**What you are asked to do**
Copy the lines word for word, starting at the line that contains "bedspread. For each occurrence, report its box." and ending after the line that contains "[999,501,1012,557]".

**Data in this exercise**
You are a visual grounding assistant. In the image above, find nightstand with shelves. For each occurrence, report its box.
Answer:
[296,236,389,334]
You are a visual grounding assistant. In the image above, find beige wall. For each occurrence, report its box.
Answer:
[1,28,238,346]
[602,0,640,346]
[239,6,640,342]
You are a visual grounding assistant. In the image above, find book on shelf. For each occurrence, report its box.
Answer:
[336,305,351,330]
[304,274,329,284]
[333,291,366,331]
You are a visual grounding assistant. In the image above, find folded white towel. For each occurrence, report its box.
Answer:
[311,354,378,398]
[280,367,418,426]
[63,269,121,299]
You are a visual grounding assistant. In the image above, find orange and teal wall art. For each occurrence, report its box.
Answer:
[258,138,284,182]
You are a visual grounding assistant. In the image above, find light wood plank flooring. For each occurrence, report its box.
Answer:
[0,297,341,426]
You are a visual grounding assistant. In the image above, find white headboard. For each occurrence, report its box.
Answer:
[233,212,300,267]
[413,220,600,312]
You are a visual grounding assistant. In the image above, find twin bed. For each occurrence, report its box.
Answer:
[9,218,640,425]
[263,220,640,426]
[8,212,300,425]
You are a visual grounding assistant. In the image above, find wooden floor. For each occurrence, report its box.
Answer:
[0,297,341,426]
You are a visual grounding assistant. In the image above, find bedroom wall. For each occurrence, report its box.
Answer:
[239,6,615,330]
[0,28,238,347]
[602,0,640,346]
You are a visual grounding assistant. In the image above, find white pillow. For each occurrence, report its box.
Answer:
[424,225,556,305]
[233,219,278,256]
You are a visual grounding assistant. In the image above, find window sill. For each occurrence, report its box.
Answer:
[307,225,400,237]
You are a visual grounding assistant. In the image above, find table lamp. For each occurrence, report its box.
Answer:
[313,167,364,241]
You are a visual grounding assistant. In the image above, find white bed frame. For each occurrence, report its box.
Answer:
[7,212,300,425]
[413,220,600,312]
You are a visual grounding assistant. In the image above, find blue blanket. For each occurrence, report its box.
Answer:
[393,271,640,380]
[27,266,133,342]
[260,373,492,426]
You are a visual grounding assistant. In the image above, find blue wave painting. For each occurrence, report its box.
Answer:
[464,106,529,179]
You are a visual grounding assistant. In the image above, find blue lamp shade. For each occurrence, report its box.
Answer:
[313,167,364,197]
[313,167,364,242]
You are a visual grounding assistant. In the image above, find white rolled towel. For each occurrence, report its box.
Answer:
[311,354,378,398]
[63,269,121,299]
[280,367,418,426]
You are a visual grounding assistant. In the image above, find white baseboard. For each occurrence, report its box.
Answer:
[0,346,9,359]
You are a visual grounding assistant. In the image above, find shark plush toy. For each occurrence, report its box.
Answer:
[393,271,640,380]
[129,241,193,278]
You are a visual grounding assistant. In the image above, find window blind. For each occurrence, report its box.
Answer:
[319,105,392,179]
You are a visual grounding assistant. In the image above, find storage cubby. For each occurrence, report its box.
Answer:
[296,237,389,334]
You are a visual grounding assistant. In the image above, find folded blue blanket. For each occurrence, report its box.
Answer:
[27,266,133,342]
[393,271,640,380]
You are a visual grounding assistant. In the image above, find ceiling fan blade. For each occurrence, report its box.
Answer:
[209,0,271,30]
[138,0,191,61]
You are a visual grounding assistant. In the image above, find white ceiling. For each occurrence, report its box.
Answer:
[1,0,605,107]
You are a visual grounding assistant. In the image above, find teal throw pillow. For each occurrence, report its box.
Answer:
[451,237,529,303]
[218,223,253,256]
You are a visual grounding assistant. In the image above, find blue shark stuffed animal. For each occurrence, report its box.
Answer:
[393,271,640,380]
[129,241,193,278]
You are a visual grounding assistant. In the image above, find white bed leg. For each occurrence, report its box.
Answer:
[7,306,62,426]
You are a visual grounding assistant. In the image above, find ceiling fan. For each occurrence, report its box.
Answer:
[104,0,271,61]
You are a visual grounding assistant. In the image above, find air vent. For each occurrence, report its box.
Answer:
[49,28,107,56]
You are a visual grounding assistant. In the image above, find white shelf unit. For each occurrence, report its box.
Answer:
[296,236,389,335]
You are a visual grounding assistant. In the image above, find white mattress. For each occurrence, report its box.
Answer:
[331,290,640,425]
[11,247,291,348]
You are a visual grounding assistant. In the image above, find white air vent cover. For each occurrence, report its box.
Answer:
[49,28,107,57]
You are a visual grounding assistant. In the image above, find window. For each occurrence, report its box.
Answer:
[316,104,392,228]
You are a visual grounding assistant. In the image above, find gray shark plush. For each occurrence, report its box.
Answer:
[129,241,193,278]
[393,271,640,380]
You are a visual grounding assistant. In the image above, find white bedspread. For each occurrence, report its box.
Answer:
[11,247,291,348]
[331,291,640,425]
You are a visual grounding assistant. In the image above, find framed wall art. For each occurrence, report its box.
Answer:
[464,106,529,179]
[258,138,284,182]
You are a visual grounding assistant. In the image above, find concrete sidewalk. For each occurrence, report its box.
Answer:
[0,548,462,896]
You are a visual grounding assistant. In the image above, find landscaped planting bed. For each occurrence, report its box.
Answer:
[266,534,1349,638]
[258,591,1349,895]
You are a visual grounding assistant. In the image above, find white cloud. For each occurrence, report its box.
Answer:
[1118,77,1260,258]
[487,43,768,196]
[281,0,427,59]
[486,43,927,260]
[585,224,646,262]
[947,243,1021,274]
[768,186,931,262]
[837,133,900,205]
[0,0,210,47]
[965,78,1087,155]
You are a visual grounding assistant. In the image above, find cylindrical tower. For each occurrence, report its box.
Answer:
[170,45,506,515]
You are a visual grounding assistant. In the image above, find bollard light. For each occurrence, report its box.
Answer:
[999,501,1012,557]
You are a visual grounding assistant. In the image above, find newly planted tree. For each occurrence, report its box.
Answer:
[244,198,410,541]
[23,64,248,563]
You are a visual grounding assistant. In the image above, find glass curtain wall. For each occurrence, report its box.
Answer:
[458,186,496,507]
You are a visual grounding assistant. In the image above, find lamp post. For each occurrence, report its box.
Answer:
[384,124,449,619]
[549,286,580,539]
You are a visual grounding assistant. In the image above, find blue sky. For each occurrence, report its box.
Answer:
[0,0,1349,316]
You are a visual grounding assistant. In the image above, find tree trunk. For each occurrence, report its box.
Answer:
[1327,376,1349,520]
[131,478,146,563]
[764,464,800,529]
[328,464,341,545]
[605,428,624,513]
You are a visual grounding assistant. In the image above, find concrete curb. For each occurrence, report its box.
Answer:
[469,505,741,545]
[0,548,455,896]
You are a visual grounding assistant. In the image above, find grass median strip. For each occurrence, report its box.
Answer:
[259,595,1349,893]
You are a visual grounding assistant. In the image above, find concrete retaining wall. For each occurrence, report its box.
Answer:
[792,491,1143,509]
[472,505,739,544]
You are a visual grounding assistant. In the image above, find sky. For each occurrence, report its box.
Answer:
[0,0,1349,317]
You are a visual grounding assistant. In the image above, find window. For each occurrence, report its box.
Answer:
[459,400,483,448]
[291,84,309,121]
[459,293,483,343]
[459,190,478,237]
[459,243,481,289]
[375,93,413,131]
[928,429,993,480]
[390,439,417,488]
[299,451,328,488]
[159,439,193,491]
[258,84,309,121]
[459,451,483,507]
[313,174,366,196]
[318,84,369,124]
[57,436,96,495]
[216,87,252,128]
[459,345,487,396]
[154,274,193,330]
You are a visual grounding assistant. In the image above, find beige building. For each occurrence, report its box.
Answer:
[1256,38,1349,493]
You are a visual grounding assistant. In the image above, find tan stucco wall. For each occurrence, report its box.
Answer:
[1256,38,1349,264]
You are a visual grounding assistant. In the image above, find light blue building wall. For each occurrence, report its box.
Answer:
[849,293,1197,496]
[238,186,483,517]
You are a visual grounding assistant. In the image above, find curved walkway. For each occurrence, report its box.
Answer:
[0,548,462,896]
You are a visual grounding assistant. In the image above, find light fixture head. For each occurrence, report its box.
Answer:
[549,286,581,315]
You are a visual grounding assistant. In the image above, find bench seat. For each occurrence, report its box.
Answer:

**Solved problem**
You are a visual grounding assistant. In the image above, find white bedspread. For each occurrence, report its box.
Answer:
[11,247,291,348]
[331,291,640,425]
You are a visual grounding assistant. In the image above, find framed wall art. For each occurrence, report its box.
Answer:
[464,106,529,179]
[258,138,284,182]
You are a visual grounding assistant. In the image above, find concrete sidewalk. For each occurrence, report its box.
Answer:
[0,548,462,896]
You are a visual grounding assistant. In the image above, find landscaped planting bed. For each occurrence, report its box.
Answer:
[266,534,1349,638]
[258,591,1349,895]
You are a visual grounding assistant. In the image above, find white cloud. For each occurrence, report its box.
Answer:
[1118,77,1260,258]
[487,43,768,196]
[281,0,427,59]
[486,43,927,260]
[585,224,646,262]
[947,243,1021,274]
[768,186,931,262]
[837,133,900,205]
[0,0,210,47]
[965,78,1087,155]
You are a visual grounding assistant. In the image above, find cylindrical tower. For each occurrence, report its box.
Answer:
[170,45,506,515]
You are a visual grounding assistant. In the image above, find bollard light. For each occurrence, report its box.
Answer:
[999,501,1012,557]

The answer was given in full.